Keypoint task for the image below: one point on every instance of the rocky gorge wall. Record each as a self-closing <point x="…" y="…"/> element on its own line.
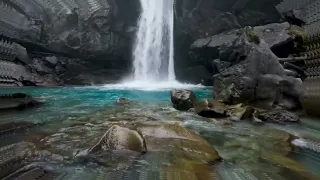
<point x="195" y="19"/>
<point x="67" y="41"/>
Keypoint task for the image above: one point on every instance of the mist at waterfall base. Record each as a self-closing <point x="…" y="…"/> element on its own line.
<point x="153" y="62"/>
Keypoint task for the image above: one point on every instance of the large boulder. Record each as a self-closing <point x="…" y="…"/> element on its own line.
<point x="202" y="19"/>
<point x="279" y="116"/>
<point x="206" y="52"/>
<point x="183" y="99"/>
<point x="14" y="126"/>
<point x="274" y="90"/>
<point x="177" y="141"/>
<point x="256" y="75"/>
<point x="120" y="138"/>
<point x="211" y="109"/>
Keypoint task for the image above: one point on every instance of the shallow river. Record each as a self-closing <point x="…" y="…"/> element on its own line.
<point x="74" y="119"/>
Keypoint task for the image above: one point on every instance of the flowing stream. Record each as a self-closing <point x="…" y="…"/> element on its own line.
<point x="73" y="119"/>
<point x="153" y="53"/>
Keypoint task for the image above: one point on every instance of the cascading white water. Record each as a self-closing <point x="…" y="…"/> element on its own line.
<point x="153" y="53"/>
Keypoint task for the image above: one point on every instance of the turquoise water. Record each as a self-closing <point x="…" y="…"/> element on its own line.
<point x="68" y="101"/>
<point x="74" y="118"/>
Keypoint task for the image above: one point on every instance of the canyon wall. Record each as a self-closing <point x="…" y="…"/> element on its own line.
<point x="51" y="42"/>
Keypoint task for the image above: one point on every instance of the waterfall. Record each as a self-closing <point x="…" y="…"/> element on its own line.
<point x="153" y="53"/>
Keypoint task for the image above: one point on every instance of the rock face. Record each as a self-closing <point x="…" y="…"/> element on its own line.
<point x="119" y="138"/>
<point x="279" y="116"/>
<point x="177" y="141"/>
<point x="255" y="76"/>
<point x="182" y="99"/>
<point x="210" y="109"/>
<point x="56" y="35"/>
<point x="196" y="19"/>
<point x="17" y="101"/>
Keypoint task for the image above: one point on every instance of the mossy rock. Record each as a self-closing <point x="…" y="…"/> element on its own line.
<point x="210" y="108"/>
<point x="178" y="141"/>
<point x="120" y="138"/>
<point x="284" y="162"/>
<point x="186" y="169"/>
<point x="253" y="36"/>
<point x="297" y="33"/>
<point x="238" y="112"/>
------------------------------
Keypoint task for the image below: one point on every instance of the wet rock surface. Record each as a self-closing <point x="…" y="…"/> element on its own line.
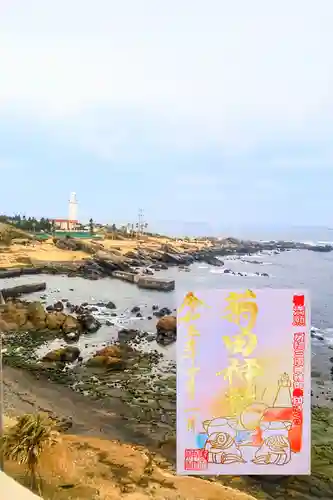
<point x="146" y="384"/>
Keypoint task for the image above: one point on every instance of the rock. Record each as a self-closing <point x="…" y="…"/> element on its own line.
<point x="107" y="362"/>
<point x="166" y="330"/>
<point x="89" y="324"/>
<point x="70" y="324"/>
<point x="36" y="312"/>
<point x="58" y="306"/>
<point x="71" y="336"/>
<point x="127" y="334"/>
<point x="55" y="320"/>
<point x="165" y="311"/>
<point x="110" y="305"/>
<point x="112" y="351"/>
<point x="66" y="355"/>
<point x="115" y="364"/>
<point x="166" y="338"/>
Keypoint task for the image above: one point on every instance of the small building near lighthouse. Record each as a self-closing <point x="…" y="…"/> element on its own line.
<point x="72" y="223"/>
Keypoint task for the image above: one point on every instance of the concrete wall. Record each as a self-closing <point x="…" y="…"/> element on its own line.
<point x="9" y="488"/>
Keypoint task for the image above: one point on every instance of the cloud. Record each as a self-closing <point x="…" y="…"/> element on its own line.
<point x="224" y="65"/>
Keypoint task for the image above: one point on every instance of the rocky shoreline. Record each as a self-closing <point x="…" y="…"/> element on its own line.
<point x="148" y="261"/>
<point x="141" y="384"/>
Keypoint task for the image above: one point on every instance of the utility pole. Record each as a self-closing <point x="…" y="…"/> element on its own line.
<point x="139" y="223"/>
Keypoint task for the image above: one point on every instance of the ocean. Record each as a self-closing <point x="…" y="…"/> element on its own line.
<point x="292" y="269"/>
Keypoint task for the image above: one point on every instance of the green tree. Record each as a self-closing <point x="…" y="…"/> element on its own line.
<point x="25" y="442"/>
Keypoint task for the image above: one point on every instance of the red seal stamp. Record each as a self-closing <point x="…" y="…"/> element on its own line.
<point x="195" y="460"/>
------------------------------
Stated exercise:
Show each line of the items above that contains the word "rocky". Case counts.

Solution for this task:
Keypoint task for the image below: one point on every instance of the rocky gorge wall. Record each as a self-closing <point x="…" y="…"/> element on its own line.
Keypoint task for the image above: one point on every instance of the rocky shoreline. Record each as a self-closing <point x="…" y="…"/> element on its own line.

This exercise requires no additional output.